--- EXTRACT PROVIDED ---

CUSTOMS & TRADITIONS
People outside of the Indian culture may wonder about Indian traditions.
Below are some of these traditions from the author’s perspective and although told as accurately as possible the author takes no responsibility as to their authenticity.
These beliefs are from rich ingrained philosophies that have spanned thousands of years, coming from a culture filled with many customs and values.
Some may be considered old wives tales but are generally there to teach good morals and principles.
These few notes show how these beliefs have stood the test of time.
NICKNAMES:
When an Indian baby is born, they’re often given a nickname, such as Pinky, Bubbly, Muppy or Bunty. One reason for this could be because the birth name given to the child did not seem to fit a tiny, cute baby. The other reason is that it often takes some time before a priest is consulted and comes back with a suggestion of a suitable name for the child, so the parents nickname the baby in the meantime, one that will often stick.
SACRED COWS:
Cows are extremely important to Hindus and because of this Hindus do not eat beef. Cows are like a ‘Mother’ and babies drink their Mothers milk, we as humans also drink cow’s milk. Therefore, Hindus cannot understand why humans slaughter and eat their Mother.
SIKHISM:
Sikhism is a religion originating from Punjab. Sikh men wear a turban because as is their custom ‘to wear a turban is like wearing a crown from god.’ It’s a courageous act to wear a turban, to stand out from the crowd, because it shows a Sikh’s true devotion to Sikhism and their god. Sikh men never cut their hair - subsequently their long hair is wound and bound around the long cloth then neatly tucked around the head to make the turban.
YOGHURT:
Ingredients:
One tablespoon plain natural yoghurt (culture)
One litre milk
Bring to the boil one litre of milk, don’t let it boil over, leave it in the pot and let it cool. Have a clean jar or container ready with an airtight lid. Once the milk has cooled pour it into the jar. Add a tablespoon of yoghurt (culture). Quickly store the container in a warm dry place overnight (twelve hours). The next morning you will have yoghurt.
FIJIAN-INDIANS:
In 1879, British colonials living in India sent people from India to Fiji to work in the sugarcane fields. Some of these people were bought as slaves and some went there on their own free will as labourers with a promise of a great life living on a tropical island. The Indian people who went to Fiji worked hard in the fields and after five years were offered a journey back to India for a reduced fare. Because the Indian people were farmers/labourers they could not afford the reduced fare so they were offered an alternative – to stay in Fiji and buy a plot of cheap land. Most of them took this option and built a house as they had become accustomed to the Fijian way of life, some of them were married and had children of their own born in Fiji. These people were now known as Indo-Fijians and had integrated into the Fijian way of life, yet still tried to keep their own culture alive: their language, religion, traditions and festivals.

---

EXERCISE INSTRUCTIONS
[A] Sum up the piece on Indian customs and traditions in two sentences.
[B] In the piece on Indian customs, after how many years of work in the fields were the Indian people in Fiji offered a reduced fare back to India?
[C] Echo word for word the part of the piece on Indian customs that begins at the words "These beliefs are" and ends after "will often stick.".
The lines after this text were drawn from a separate source.

--- ENTRIES SHOWN ---

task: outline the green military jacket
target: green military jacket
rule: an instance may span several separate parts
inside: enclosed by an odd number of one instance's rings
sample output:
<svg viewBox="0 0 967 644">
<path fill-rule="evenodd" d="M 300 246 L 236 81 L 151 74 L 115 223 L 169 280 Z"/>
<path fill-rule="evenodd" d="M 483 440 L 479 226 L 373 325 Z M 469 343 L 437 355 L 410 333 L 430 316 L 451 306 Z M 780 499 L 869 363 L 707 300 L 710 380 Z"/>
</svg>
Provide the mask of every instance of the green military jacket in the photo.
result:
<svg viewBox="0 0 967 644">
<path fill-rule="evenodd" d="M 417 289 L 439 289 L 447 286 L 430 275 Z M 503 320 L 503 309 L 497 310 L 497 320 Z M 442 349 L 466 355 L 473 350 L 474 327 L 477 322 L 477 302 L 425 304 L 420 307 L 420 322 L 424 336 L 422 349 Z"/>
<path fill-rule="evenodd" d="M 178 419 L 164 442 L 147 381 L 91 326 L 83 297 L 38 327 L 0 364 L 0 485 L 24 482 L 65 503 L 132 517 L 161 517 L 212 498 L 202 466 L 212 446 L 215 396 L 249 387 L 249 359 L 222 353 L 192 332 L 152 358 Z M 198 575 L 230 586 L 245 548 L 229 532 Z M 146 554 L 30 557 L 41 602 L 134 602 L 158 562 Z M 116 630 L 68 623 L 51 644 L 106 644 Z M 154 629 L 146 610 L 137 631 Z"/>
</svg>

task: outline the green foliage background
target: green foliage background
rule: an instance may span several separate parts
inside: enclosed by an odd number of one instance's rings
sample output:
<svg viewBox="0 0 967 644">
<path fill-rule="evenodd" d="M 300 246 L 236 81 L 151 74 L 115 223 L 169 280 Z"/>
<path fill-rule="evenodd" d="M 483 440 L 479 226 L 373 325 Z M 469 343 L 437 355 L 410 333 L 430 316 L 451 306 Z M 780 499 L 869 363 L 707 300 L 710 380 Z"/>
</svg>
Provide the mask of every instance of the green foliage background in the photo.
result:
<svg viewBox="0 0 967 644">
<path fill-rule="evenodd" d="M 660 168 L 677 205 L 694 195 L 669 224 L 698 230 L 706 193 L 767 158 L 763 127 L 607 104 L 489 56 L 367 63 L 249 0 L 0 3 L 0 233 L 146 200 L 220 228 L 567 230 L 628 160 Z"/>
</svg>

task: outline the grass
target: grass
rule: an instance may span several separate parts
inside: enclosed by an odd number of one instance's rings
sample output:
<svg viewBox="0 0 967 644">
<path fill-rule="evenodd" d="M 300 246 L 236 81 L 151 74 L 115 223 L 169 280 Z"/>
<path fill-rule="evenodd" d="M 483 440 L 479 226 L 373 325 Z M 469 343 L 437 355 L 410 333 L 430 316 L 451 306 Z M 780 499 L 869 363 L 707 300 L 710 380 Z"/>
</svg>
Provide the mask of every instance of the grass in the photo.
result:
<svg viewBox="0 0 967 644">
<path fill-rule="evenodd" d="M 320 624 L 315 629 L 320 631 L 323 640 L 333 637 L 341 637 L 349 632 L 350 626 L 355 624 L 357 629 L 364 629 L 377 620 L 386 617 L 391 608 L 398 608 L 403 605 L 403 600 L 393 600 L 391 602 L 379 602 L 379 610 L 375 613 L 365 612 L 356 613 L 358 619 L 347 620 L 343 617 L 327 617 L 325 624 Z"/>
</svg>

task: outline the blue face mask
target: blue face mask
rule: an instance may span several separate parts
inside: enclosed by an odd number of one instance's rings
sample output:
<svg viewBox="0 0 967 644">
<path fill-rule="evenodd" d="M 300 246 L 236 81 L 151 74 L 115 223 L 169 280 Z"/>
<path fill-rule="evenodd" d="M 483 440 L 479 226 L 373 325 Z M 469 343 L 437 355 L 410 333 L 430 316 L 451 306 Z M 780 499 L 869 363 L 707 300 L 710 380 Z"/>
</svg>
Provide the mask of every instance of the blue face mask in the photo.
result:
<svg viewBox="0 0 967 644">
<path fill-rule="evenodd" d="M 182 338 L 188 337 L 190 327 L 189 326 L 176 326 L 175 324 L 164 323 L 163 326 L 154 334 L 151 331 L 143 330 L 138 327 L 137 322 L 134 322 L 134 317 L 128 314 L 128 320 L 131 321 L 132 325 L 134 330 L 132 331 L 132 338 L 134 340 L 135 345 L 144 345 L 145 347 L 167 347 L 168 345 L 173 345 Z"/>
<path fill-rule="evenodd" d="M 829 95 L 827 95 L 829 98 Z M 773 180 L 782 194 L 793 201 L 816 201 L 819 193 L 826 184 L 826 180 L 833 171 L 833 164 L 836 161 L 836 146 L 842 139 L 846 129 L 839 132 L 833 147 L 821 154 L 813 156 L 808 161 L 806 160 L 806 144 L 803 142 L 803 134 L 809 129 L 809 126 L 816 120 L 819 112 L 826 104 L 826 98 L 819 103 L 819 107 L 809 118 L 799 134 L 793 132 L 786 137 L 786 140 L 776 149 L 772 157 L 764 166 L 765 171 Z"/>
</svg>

---

SOLUTIONS PER TASK
[A] The piece describes Indian customs from the author's perspective, including nicknames given to babies, the importance of cows to Hindus, and why Sikh men wear turbans, and it gives a recipe for yoghurt. It also explains that in 1879 people were sent from India to Fiji to work in the sugarcane fields, and most of them stayed, bought cheap land, and became Indo-Fijians while trying to keep their own culture alive.

[B] After five years.

[C]
These beliefs are from rich ingrained philosophies that have spanned thousands of years, coming from a culture filled with many customs and values.
Some may be considered old wives tales but are generally there to teach good morals and principles.
These few notes show how these beliefs have stood the test of time.
NICKNAMES:
When an Indian baby is born, they’re often given a nickname, such as Pinky, Bubbly, Muppy or Bunty. One reason for this could be because the birth name given to the child did not seem to fit a tiny, cute baby. The other reason is that it often takes some time before a priest is consulted and comes back with a suggestion of a suitable name for the child, so the parents nickname the baby in the meantime, one that will often stick.